## [Written exercise 1]
Below the excerpt on Phoenix home prices is a listing. Transcribe that listing from the line containing "point: wood floor" through its end, and leave out any pictures.

The fall in housing prices continues, with the latest data from the ASU Repeat Sales Index (ASU-RSI) showing that in June home values had dropped 22.8 percent compared to June 2007. That makes four months of double-digit declines in year-over-year price comparisons. The only bright light is that the rate of decline is slowing.

Phoenix area housing prices have been riding a long, downward-sloping wave for 16 straight months, and the descent doesn't appear to be over yet. According to the latest report based on the W. P. Carey School's Repeat Sales Index (ASU-RSI), home prices again experienced a larger rate of decline than that of the month before.

The latest data, for June 2008, shows a larger drop in home values than was reported for May 2008, reports Karl Guntermann, the Fred E. Taylor professor of Real Estate at the W. P. Carey School of Business. Guntermann puts together the ASU-RSI along with research assistant Alex Horenstein. "The overall metro decline from June 2007 to June 2008 hit 22.8 percent," says Guntermann.

"That compares to –21.2 percent from May 2007 to May 2008, and –18.4 percent from April 2007 to April 2008. March was the first month with a double-digit rate of decline, indicating the deterioration in the housing market that began accelerating last spring and hasn't let up." The only good news in the numbers is that the rate of decline appears to be moderating. "The slowing in the rate of decline, if it holds in future months, is a good sign," says Guntermann.

"The housing market will have bottomed out in terms of price when the rate of decline from one year ago is zero." Unlike most popular indices (such as those developed by the National Association of Realtors) that measure median home prices, the ASU-RSI index is based on repeat sales. The use of repeat sales data for the same house is considered the most reliable way to estimate price changes in a housing market, says Horenstein, because the house "quality" issue remains constant.

In other words, since repeat sales compare the prices of a single house against itself, the numbers don't incorporate different homes with different "quality" factors. The ASU-RSI tracks very closely to the S&P/Case-Schiller Index for Phoenix since the same methodology is employed for calculating both indices. However, the ASU-RSI scrubs the data differently, dropping transactions with sale prices less than $5,000 and where homes increased more than 60 percent annually.

Where's the bottom?

The question hanging on everyone's lips is how much longer will Phoenix area homeowners have to wait before home prices stop falling? It's a question Guntermann is often asked and since he doesn't run forecasting models, it's a question that in the past he has tried to avoid answering. However, Guntermann recently began charting the data as an indicator of when local housing values will stabilize.

Guntermann used median housing prices from 1989 to 2003, and that produced a trend line in a graph that sloped upward at moderate angle. The trend was then projected, as if conditions had been 'normal,' through 2009. For example, if the median price for a home was $75,000 in 1989 then it should have risen to about $200,000 by 2009. Guntermann overlaid the trend line with one showing actual Phoenix house prices over the period 1989 through June 2008.

## [Data provided]

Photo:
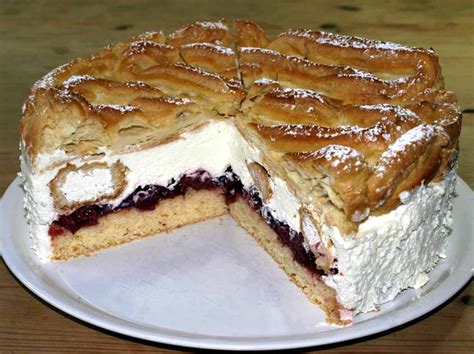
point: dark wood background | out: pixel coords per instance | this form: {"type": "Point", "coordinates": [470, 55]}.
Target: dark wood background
{"type": "Point", "coordinates": [36, 36]}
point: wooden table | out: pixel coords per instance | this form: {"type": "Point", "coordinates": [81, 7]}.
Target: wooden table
{"type": "Point", "coordinates": [35, 37]}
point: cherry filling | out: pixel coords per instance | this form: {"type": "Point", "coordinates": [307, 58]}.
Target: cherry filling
{"type": "Point", "coordinates": [147, 197]}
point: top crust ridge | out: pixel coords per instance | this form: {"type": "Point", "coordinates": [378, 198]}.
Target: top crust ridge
{"type": "Point", "coordinates": [355, 121]}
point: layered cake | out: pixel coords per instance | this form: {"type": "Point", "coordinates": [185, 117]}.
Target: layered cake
{"type": "Point", "coordinates": [336, 153]}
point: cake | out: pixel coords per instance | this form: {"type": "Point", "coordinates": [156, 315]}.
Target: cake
{"type": "Point", "coordinates": [336, 153]}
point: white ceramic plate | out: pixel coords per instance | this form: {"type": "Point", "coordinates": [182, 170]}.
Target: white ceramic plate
{"type": "Point", "coordinates": [210, 286]}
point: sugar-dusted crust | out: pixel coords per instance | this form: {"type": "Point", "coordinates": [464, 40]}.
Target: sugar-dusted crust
{"type": "Point", "coordinates": [348, 122]}
{"type": "Point", "coordinates": [131, 224]}
{"type": "Point", "coordinates": [312, 285]}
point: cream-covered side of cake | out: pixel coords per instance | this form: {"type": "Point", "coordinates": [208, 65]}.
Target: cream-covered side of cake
{"type": "Point", "coordinates": [389, 253]}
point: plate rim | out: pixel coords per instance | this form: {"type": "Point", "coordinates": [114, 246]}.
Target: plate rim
{"type": "Point", "coordinates": [98, 318]}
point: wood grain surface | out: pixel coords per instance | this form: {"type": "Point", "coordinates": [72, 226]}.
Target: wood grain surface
{"type": "Point", "coordinates": [38, 36]}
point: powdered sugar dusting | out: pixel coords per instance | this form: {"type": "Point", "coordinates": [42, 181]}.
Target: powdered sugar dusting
{"type": "Point", "coordinates": [122, 109]}
{"type": "Point", "coordinates": [297, 93]}
{"type": "Point", "coordinates": [418, 135]}
{"type": "Point", "coordinates": [345, 41]}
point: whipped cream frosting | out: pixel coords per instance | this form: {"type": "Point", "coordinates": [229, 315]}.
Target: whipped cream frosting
{"type": "Point", "coordinates": [389, 253]}
{"type": "Point", "coordinates": [394, 251]}
{"type": "Point", "coordinates": [212, 148]}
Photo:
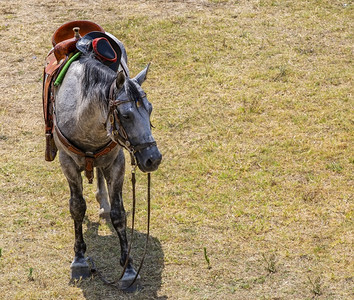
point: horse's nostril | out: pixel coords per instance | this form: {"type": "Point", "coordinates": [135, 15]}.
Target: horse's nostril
{"type": "Point", "coordinates": [149, 163]}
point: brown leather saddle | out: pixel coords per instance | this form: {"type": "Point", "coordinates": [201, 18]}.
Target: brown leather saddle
{"type": "Point", "coordinates": [64, 43]}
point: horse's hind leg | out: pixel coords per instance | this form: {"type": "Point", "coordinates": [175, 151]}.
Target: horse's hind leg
{"type": "Point", "coordinates": [102, 195]}
{"type": "Point", "coordinates": [79, 266]}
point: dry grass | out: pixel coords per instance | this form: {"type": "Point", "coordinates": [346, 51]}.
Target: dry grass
{"type": "Point", "coordinates": [254, 115]}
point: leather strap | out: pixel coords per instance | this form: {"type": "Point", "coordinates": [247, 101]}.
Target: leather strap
{"type": "Point", "coordinates": [89, 156]}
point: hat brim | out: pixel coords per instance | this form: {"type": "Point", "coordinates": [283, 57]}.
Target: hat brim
{"type": "Point", "coordinates": [84, 45]}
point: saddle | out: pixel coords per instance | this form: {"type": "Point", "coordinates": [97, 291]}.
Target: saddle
{"type": "Point", "coordinates": [67, 41]}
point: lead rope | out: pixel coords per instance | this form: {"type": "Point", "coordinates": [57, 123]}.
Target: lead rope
{"type": "Point", "coordinates": [93, 267]}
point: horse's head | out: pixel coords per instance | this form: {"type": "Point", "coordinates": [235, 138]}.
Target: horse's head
{"type": "Point", "coordinates": [129, 121]}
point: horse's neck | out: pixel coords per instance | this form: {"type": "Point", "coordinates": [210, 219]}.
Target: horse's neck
{"type": "Point", "coordinates": [80, 120]}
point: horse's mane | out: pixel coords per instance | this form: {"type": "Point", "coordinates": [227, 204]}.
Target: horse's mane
{"type": "Point", "coordinates": [97, 78]}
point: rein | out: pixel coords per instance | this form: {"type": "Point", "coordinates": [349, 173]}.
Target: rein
{"type": "Point", "coordinates": [114, 283]}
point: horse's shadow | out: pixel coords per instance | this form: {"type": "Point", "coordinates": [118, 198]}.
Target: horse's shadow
{"type": "Point", "coordinates": [105, 251]}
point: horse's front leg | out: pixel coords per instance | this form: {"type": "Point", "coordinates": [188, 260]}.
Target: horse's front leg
{"type": "Point", "coordinates": [79, 266]}
{"type": "Point", "coordinates": [115, 178]}
{"type": "Point", "coordinates": [102, 196]}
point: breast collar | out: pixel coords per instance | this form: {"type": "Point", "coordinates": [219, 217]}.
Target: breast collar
{"type": "Point", "coordinates": [119, 134]}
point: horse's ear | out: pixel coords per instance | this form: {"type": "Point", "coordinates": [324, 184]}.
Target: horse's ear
{"type": "Point", "coordinates": [120, 80]}
{"type": "Point", "coordinates": [140, 78]}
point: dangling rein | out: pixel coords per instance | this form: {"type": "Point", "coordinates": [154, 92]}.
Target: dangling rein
{"type": "Point", "coordinates": [94, 270]}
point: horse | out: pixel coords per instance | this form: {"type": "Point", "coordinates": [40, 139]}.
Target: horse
{"type": "Point", "coordinates": [97, 108]}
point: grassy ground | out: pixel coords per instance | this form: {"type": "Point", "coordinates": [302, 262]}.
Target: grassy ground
{"type": "Point", "coordinates": [254, 116]}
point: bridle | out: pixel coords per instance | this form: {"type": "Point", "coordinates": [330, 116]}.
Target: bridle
{"type": "Point", "coordinates": [118, 132]}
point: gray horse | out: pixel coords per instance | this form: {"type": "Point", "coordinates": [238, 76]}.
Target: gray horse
{"type": "Point", "coordinates": [87, 120]}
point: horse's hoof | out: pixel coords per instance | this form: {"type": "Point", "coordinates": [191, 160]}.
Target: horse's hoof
{"type": "Point", "coordinates": [80, 269]}
{"type": "Point", "coordinates": [126, 283]}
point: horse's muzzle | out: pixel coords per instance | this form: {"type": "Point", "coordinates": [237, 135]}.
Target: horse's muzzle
{"type": "Point", "coordinates": [148, 159]}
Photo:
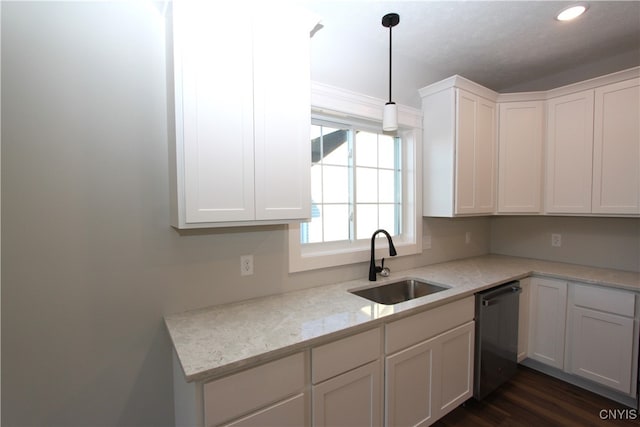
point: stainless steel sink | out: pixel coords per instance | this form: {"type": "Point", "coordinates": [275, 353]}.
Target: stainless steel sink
{"type": "Point", "coordinates": [400, 291]}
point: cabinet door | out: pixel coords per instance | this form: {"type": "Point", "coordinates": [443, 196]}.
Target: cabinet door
{"type": "Point", "coordinates": [616, 169]}
{"type": "Point", "coordinates": [520, 157]}
{"type": "Point", "coordinates": [282, 81]}
{"type": "Point", "coordinates": [547, 322]}
{"type": "Point", "coordinates": [475, 151]}
{"type": "Point", "coordinates": [214, 112]}
{"type": "Point", "coordinates": [569, 153]}
{"type": "Point", "coordinates": [456, 354]}
{"type": "Point", "coordinates": [602, 348]}
{"type": "Point", "coordinates": [430, 379]}
{"type": "Point", "coordinates": [409, 386]}
{"type": "Point", "coordinates": [351, 399]}
{"type": "Point", "coordinates": [523, 319]}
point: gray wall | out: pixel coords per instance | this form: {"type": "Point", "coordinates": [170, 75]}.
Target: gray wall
{"type": "Point", "coordinates": [89, 263]}
{"type": "Point", "coordinates": [601, 242]}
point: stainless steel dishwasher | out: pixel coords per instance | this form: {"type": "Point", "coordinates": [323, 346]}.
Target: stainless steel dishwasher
{"type": "Point", "coordinates": [496, 358]}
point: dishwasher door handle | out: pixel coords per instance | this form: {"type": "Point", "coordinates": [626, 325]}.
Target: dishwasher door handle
{"type": "Point", "coordinates": [494, 298]}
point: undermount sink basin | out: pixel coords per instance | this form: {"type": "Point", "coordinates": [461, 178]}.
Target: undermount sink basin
{"type": "Point", "coordinates": [400, 291]}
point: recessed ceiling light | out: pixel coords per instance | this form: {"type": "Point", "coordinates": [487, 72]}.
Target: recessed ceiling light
{"type": "Point", "coordinates": [571, 12]}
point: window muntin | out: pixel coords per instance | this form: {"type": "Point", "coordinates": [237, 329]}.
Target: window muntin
{"type": "Point", "coordinates": [356, 177]}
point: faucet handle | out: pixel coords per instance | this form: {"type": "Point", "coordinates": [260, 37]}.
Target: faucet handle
{"type": "Point", "coordinates": [384, 271]}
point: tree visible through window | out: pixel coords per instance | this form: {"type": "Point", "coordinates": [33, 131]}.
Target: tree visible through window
{"type": "Point", "coordinates": [356, 184]}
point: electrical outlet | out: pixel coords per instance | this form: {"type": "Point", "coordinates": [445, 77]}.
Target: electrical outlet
{"type": "Point", "coordinates": [426, 242]}
{"type": "Point", "coordinates": [246, 265]}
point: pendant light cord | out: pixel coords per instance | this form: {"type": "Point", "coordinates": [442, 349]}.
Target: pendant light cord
{"type": "Point", "coordinates": [390, 29]}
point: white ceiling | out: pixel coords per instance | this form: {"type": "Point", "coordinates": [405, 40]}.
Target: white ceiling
{"type": "Point", "coordinates": [504, 45]}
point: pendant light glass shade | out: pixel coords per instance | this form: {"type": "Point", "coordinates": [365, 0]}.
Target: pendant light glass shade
{"type": "Point", "coordinates": [390, 113]}
{"type": "Point", "coordinates": [390, 117]}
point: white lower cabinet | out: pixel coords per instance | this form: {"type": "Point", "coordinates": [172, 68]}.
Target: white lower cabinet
{"type": "Point", "coordinates": [548, 308]}
{"type": "Point", "coordinates": [351, 399]}
{"type": "Point", "coordinates": [422, 363]}
{"type": "Point", "coordinates": [523, 319]}
{"type": "Point", "coordinates": [600, 341]}
{"type": "Point", "coordinates": [347, 381]}
{"type": "Point", "coordinates": [273, 394]}
{"type": "Point", "coordinates": [432, 377]}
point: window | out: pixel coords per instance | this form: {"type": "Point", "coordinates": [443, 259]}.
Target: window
{"type": "Point", "coordinates": [362, 180]}
{"type": "Point", "coordinates": [356, 181]}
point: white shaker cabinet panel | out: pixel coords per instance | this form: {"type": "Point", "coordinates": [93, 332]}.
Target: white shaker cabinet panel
{"type": "Point", "coordinates": [548, 310]}
{"type": "Point", "coordinates": [520, 157]}
{"type": "Point", "coordinates": [569, 153]}
{"type": "Point", "coordinates": [350, 399]}
{"type": "Point", "coordinates": [214, 120]}
{"type": "Point", "coordinates": [459, 149]}
{"type": "Point", "coordinates": [282, 97]}
{"type": "Point", "coordinates": [616, 154]}
{"type": "Point", "coordinates": [475, 154]}
{"type": "Point", "coordinates": [410, 385]}
{"type": "Point", "coordinates": [601, 346]}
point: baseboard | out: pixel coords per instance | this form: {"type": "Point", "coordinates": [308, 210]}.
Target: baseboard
{"type": "Point", "coordinates": [616, 396]}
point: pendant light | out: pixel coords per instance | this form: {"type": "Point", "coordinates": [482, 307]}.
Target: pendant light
{"type": "Point", "coordinates": [390, 114]}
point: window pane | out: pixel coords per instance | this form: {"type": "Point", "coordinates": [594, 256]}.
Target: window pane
{"type": "Point", "coordinates": [352, 166]}
{"type": "Point", "coordinates": [336, 148]}
{"type": "Point", "coordinates": [387, 218]}
{"type": "Point", "coordinates": [316, 184]}
{"type": "Point", "coordinates": [366, 220]}
{"type": "Point", "coordinates": [311, 232]}
{"type": "Point", "coordinates": [387, 186]}
{"type": "Point", "coordinates": [386, 151]}
{"type": "Point", "coordinates": [366, 149]}
{"type": "Point", "coordinates": [366, 185]}
{"type": "Point", "coordinates": [335, 183]}
{"type": "Point", "coordinates": [336, 222]}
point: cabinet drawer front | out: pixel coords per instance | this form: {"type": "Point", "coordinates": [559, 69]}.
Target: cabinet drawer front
{"type": "Point", "coordinates": [350, 399]}
{"type": "Point", "coordinates": [290, 413]}
{"type": "Point", "coordinates": [608, 300]}
{"type": "Point", "coordinates": [255, 388]}
{"type": "Point", "coordinates": [411, 330]}
{"type": "Point", "coordinates": [343, 355]}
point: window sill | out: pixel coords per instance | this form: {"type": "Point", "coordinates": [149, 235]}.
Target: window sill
{"type": "Point", "coordinates": [304, 259]}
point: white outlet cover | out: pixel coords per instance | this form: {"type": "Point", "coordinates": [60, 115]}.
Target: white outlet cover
{"type": "Point", "coordinates": [246, 265]}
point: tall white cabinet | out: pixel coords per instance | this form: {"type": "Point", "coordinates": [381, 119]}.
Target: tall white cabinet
{"type": "Point", "coordinates": [616, 149]}
{"type": "Point", "coordinates": [459, 147]}
{"type": "Point", "coordinates": [572, 150]}
{"type": "Point", "coordinates": [520, 157]}
{"type": "Point", "coordinates": [242, 108]}
{"type": "Point", "coordinates": [569, 156]}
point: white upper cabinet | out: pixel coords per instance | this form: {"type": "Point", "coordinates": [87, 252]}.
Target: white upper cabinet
{"type": "Point", "coordinates": [569, 153]}
{"type": "Point", "coordinates": [242, 114]}
{"type": "Point", "coordinates": [459, 149]}
{"type": "Point", "coordinates": [616, 149]}
{"type": "Point", "coordinates": [520, 157]}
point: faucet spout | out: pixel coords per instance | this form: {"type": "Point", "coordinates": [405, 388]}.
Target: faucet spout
{"type": "Point", "coordinates": [373, 269]}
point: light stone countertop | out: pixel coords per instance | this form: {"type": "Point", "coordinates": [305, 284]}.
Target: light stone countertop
{"type": "Point", "coordinates": [213, 341]}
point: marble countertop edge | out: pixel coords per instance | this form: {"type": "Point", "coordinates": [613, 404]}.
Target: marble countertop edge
{"type": "Point", "coordinates": [214, 341]}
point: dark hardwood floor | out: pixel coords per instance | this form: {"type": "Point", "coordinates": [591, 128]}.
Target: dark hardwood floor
{"type": "Point", "coordinates": [533, 399]}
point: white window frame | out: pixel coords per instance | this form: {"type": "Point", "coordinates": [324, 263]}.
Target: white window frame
{"type": "Point", "coordinates": [336, 103]}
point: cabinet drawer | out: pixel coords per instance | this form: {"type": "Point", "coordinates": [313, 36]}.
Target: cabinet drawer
{"type": "Point", "coordinates": [602, 299]}
{"type": "Point", "coordinates": [411, 330]}
{"type": "Point", "coordinates": [343, 355]}
{"type": "Point", "coordinates": [250, 390]}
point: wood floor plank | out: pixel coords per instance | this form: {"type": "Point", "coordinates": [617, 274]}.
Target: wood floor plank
{"type": "Point", "coordinates": [532, 399]}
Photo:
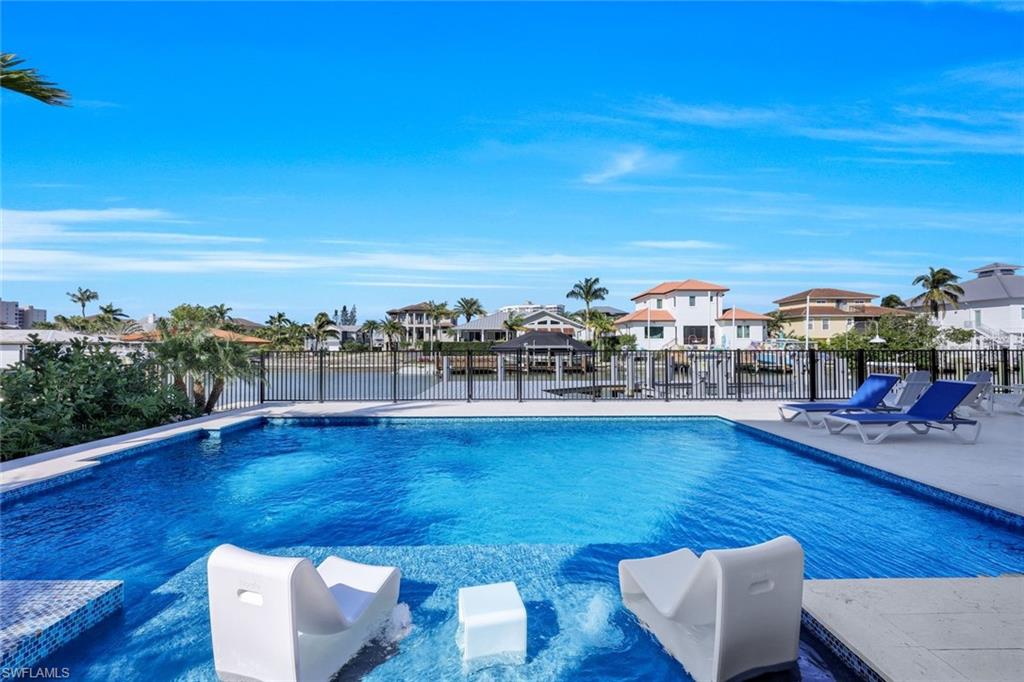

## [Written exercise 2]
Continue the excerpt on Phoenix area home prices from where it stops.

## [Exercise result 1]
point: wood floor plank | out: pixel coords per instance | this form: {"type": "Point", "coordinates": [617, 274]}.
Target: wood floor plank
{"type": "Point", "coordinates": [532, 399]}
Photo:

## [Exercise result 2]
In comparison, the two lines more or less overlapped until 2004 when actual home prices diverged dramatically, accelerating into higher prices ranges at a steep angle. Median home prices for the Phoenix metro peaked in June 2006 at approximately $262,000. By mid-2007, actual Phoenix home prices began slipping. On the graph this shows up as a steep slope equal to the one illustrating home price rises in 2004 and 2005.

In June 2008, median home prices dropped to approximately $210,000, still above the trend line, which was at $190,000 for the same month. Guntermann expects the median home price trend line and actual Phoenix house price movement to graphically intersect late in 2008 or early 2009, which, he says is approximately where house prices would have been without the big run-up in 2004 and 2005.

The drop in actual home prices won't necessarily stop when it hits the median home price trend line, but could overshoot it, Guntermann cautions. Even if that happens, home prices would eventually get back close to the long-term trend. "If the economy is weak and if financing remains a problem," Guntermann adds, "that could cause actual home prices to fall below the median home price trend line, at least temporarily."

At that point, the difference between actual home prices and the median trend line is not so much a market imbalance as it is a problem caused by the broader economy and financial markets. "At some point, when home prices continue to go down, the fundamentals of supply and demand get into balance and the market is at bottom," Guntermann explains. "If you still see prices going down, then you have to ask yourself, what else is going on in the economy."

The core achieves cachet

There was one surprise in the June data, as reported by the ASU-RSI. As could be expected, all the major Valley of the Sun cities lying beyond the Phoenix border showed rates of decline in June that were worse than May except for one — Tempe. From June 2007 to June 2008, Peoria led all Valley of the Sun cities in price declines, dropping 28.1 percent, which was a steeper drop than the 26.9 percent from May 2007 to May 2008.

Data for other cities shows:

  • Glendale home prices collapsed 27.4 percent from June 2007 to June 2008 (down 26.0 percent from May 2007 to May 2008);
  • Mesa home prices sank 23.3 percent (down 21 percent from May 2007 to May 2008);
  • Chandler home prices dropped 20.1 percent (declining 17.8 percent from May 2007 to May 2008); and
  • Sun City/Sun City West was off 15.4 percent (down 14 percent from May 2007 to May 2008).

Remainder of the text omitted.